» **Exercise description**: Convert the listing below into a numbered list with one entry per line, skipping blank lines and leaving out the pictures.

Top of Excerpted data

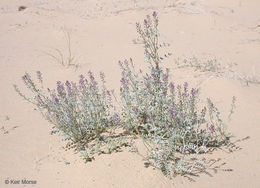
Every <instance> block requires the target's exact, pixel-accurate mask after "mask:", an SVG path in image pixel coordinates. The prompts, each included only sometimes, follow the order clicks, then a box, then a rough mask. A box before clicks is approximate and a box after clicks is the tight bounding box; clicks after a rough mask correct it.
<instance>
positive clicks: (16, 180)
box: [5, 179, 37, 185]
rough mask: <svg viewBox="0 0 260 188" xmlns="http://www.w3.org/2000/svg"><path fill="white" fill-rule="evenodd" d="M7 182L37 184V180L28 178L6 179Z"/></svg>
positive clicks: (9, 182) (13, 183) (15, 184)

Bottom of Excerpted data

» **Solution to this problem**:
1. Every <instance> block requires the target's exact, pixel-accurate mask after "mask:", an SVG path in image pixel coordinates. The prompts, each included only sometimes, follow the order clicks, then a box, then a rough mask. A box before clicks is approximate and a box after clicks is the tight bounding box; clicks after a rough mask correct it.
2. <instance>
3. positive clicks: (16, 180)
4. box: [5, 179, 37, 185]
5. rough mask: <svg viewBox="0 0 260 188" xmlns="http://www.w3.org/2000/svg"><path fill="white" fill-rule="evenodd" d="M7 182L37 184V180L28 178L6 179Z"/></svg>
6. positive clicks: (9, 182) (13, 183) (15, 184)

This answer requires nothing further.